Reading text
Monday

The Costs of Staying the Course

( '? note: the page of photos on the website was updated yesterday, through November 22. I remain in deep thought after doing this monthly work, and cannot look at this number without pointing the reader to look into the faces of the Americans who have been murdered in this war. See http://www.duckdaotsu.org/valor.html for photos, and for names, ages and home towns (no status letters before their names, just cousins, fathers, sons, mothers, sisters, brothers all) go to http://www.duckdaotsu.org/rows.html
this entire project's name is “NOT JUST NUMBERS” end ( '? note

Conditions in Iraq and in Past Wars Cast Casualty Tolls in a Different Light

More than 1,200 U.S. military personnel have died in Iraq so far. In the face of rising casualties, polls taken throughout the election season revealed the public's discomfort with our progress in Iraq but gave little indication of weakening support for the mission. This ambivalence about the war's human costs reflects perhaps both a belief in the cause for which our troops are fighting and a perception that in the aggregate their sacrifices -- while always tragic on an individual level -- are historically light. A glance at earlier wars seemingly confirms this latter sentiment. Compared with the more than 405,000 American personnel killed in World War II and the 58,000 killed in Vietnam, Iraq hardly seems like a war at all.

But focusing on how few military deaths we've suffered conceals the difficulty of the mission and the determination of the forces arrayed against the American presence in Iraq. A closer look at these deaths -- 1,232 as I write -- reveals a real rate of manpower attrition that raises questions about our ability to sustain our presence there in the long run.

To better understand the difficulty of the fighting in Iraq, consider not just the current body count but the combat intensity of previous wars. During World War II, the United States lost an average of 300 military personnel per day. The daily figure in Vietnam was about 15. Compared with two per day so far in Iraq, the daily grinds of those earlier conflicts were worse than what our forces are currently experiencing.

On the other hand, improved body armor, field medical procedures and medevac capabilities are allowing wounded soldiers to survive injuries that would have killed them in earlier wars. In World War II there were 1.7 wounded for every fatality, and 2.6 in Vietnam; in Iraq the ratio of wounded to killed is 7.6. This means that if our wounded today had the same chances of survival as their fathers did in Vietnam, we would probably now have more than 3,500 deaths in the Iraq war.

Moreover, we fought those wars with much larger militaries than we currently field. The United States had 12 million active-duty personnel at the end of World War II and 3.5 million at the height of the Vietnam War, compared with just 1.4 million today. Adjusted for the size of the armed forces, the average daily number of killed and wounded was 4.8 times as many in World War II than in Iraq, but it was only 0.25 times greater in Vietnam -- or one-fourth more.

Work instructions
a: According to the article on Iraq war casualties, how many wounded were there for every fatality in Iraq?
b: Transcribe the part of the article on Iraq war casualties that opens with the words containing "More than 1,200" and closes with "war at all.".
The records are separate material, unrelated to the article on Iraq war casualties.

Source material
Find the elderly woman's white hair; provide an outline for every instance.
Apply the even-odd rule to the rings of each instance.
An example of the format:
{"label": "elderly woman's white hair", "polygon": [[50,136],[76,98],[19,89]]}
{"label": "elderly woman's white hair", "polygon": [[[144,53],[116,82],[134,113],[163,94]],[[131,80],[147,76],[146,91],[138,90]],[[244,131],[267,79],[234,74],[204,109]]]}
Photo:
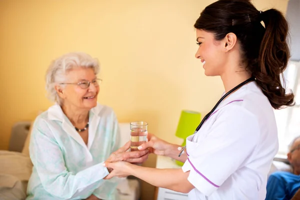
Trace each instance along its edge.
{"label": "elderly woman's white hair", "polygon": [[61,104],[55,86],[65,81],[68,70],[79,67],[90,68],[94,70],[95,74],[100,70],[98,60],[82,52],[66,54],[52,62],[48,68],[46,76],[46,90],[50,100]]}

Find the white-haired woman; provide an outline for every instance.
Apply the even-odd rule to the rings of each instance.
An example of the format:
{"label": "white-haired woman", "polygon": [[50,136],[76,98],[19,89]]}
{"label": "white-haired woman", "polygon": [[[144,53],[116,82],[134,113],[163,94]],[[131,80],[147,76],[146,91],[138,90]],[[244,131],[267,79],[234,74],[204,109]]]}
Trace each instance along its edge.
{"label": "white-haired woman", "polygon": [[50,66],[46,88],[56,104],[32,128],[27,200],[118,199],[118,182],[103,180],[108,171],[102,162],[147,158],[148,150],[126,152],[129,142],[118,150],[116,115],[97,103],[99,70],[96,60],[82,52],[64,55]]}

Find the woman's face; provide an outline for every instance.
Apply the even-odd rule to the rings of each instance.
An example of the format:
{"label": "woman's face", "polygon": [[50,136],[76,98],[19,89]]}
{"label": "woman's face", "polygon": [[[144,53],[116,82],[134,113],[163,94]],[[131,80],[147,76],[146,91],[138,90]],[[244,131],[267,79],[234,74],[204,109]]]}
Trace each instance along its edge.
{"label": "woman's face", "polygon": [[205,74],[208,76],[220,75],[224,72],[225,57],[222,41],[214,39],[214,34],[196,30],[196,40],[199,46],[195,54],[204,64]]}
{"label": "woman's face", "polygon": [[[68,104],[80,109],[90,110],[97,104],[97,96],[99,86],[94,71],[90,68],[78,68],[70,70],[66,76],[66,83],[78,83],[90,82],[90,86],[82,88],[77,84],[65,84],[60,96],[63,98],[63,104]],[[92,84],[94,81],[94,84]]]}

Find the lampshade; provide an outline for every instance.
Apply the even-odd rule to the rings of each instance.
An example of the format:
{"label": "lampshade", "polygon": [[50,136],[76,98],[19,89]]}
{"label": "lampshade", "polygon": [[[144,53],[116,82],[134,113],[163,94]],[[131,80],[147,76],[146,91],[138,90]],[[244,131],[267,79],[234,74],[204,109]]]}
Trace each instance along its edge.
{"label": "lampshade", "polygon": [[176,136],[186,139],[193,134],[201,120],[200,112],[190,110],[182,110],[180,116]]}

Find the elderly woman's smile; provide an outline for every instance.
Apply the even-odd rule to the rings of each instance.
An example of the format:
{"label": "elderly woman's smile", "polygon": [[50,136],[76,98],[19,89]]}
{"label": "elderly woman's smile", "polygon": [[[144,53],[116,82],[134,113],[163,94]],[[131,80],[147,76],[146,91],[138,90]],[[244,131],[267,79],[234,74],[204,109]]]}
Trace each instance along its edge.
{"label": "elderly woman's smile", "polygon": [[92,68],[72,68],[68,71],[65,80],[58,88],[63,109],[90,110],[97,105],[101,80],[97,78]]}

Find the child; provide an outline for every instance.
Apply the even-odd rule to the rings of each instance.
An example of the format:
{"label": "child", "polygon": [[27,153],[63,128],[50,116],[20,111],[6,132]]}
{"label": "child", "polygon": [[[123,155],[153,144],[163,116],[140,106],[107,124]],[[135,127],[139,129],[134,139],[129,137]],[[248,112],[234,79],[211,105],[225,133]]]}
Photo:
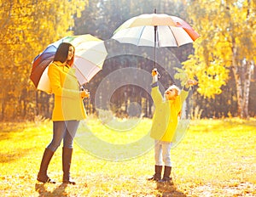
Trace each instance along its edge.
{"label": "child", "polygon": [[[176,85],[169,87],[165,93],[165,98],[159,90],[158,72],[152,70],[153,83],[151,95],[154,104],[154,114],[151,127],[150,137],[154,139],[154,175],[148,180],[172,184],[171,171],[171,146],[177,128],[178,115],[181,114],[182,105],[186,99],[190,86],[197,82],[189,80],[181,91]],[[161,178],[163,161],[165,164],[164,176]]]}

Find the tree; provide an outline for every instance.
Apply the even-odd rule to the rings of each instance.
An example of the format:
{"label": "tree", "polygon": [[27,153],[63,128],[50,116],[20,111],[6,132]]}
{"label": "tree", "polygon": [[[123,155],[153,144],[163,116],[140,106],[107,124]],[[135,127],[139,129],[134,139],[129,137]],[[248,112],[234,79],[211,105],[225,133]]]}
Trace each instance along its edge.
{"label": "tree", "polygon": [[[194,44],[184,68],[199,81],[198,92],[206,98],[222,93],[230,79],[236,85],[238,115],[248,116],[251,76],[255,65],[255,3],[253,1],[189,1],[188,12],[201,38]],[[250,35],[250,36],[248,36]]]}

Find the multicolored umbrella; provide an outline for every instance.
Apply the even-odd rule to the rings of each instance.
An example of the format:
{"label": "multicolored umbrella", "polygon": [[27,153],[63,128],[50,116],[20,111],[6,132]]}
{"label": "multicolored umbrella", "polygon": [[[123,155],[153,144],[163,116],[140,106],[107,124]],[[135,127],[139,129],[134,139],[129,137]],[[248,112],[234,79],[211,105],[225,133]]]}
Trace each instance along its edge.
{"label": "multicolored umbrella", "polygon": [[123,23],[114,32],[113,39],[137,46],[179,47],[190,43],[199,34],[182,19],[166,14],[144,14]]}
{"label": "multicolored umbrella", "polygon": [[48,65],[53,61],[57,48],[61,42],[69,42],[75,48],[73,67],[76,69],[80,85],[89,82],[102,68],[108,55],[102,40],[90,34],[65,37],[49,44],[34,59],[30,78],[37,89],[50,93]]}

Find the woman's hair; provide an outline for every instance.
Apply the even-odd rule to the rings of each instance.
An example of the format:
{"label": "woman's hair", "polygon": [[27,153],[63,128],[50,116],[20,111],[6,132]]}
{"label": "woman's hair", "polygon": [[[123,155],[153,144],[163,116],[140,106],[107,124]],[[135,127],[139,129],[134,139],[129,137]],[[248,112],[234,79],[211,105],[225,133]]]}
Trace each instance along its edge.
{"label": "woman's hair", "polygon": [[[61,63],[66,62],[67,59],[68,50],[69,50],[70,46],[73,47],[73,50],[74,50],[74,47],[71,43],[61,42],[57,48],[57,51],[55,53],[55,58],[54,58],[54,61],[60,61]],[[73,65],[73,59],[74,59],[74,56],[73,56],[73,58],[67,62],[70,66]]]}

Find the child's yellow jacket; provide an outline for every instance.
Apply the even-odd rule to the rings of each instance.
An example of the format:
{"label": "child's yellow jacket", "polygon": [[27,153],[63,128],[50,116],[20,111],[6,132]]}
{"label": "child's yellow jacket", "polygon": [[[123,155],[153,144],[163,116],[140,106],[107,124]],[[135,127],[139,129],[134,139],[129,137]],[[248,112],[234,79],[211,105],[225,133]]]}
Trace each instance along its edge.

Exercise answers
a: 7.6 wounded for every fatality.

b:
More than 1,200 U.S. military personnel have died in Iraq so far. In the face of rising casualties, polls taken throughout the election season revealed the public's discomfort with our progress in Iraq but gave little indication of weakening support for the mission. This ambivalence about the war's human costs reflects perhaps both a belief in the cause for which our troops are fighting and a perception that in the aggregate their sacrifices -- while always tragic on an individual level -- are historically light. A glance at earlier wars seemingly confirms this latter sentiment. Compared with the more than 405,000 American personnel killed in World War II and the 58,000 killed in Vietnam, Iraq hardly seems like a war at all.